• _What is asked_:
• A. Using the profile of Jess Wade, explain why the polymer her team works with can act as a semiconductor even though plastics normally don't.
• B. Answer these questions from the profile of Jess Wade.
(i) Which event was she attending in San Diego?
(ii) What material is she working on, and for what use?
(iii) Which semiconductor does the profile compare the polymers to?

• _Text to read_:
SPIE Professional, October 2018

Plastic Fantastic: Jess Wade talks about next-gen electronics

Jess Wade, outreach enthusiast and ambassador for diversity in STEM, is researching semiconducting polymers combined with chiral dopants to develop the next generation of electronics and sensors.

1 October 2018, SPIE Newsroom. DOI:

Jess Wade

Jess Wade has been in the news for her efforts to call attention to the diverse work of women in STEM. You can hardly find an article about diversity in STEM that doesn't include an interview or quote from Jess—while she was in San Diego attending Optics + Photonics she had interviews with a news outlet in Brazil and a 3 a.m. phone call with the BBC.

But what most of the press glosses over is that Jess is a physicist who is doing some fascinating science in its own right. She's working on semiconducting light-emitting polymers for OLEDs.

Although polymers shouldn't semiconduct-they're plastic, after all-her team is working with a carbon-based polymer with a special type of bond (single-double-single-double) that lets them act like semiconductors. They have all the good properties of plastics-they can be dissolved in solvents, printed at room temperature, and they're cheap-and they also have the electronic properties of semiconductors, like silicon.

• _Data section_:
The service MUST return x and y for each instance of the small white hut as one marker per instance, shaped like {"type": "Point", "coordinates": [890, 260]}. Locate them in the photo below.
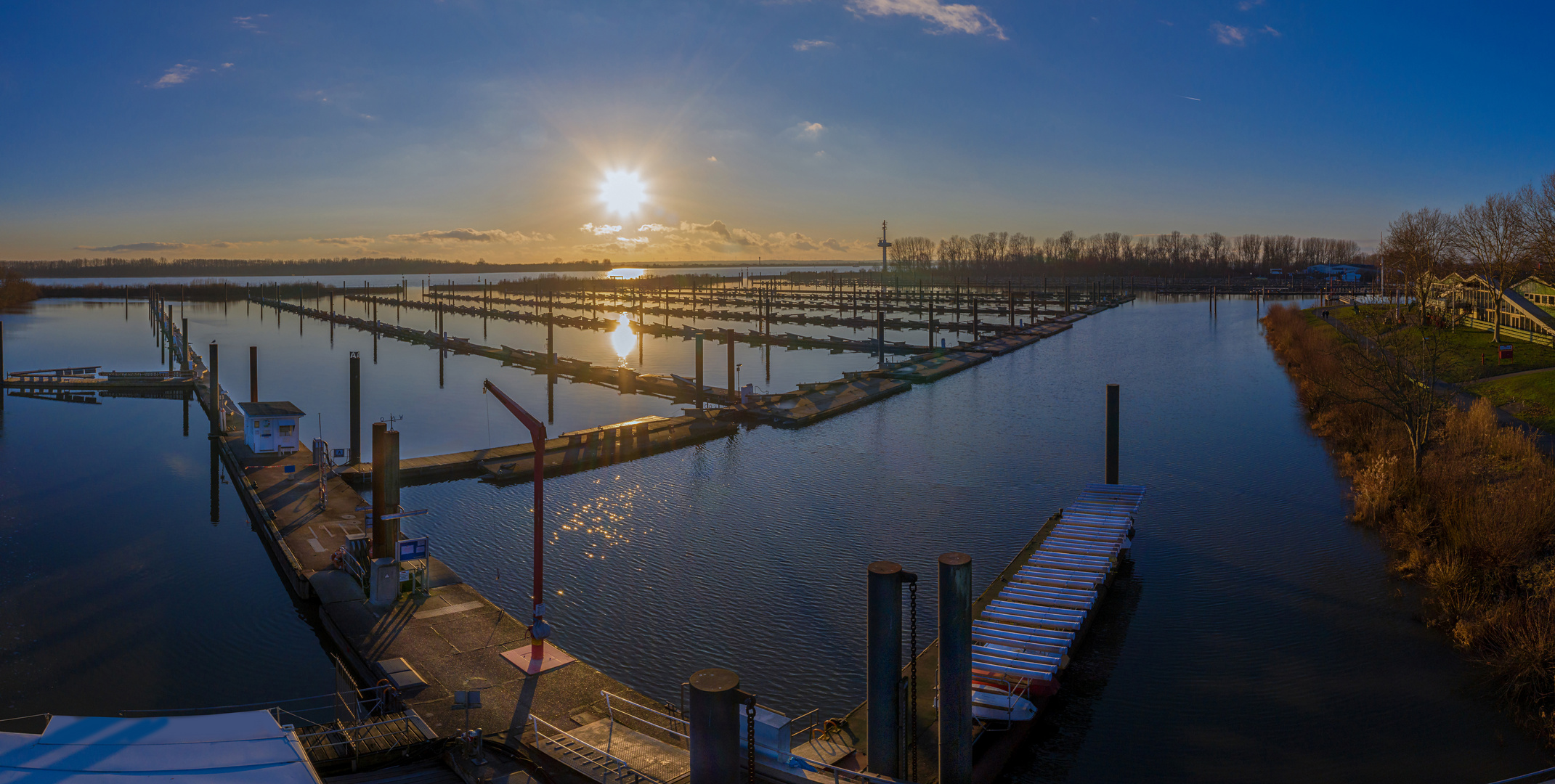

• _Answers provided_:
• A. The carbon-based polymer has a special type of bond that alternates single-double-single-double. That bonding lets the plastic behave like a semiconductor.

• B.
(i) Optics + Photonics
(ii) Semiconducting light-emitting polymers for OLEDs
(iii) Silicon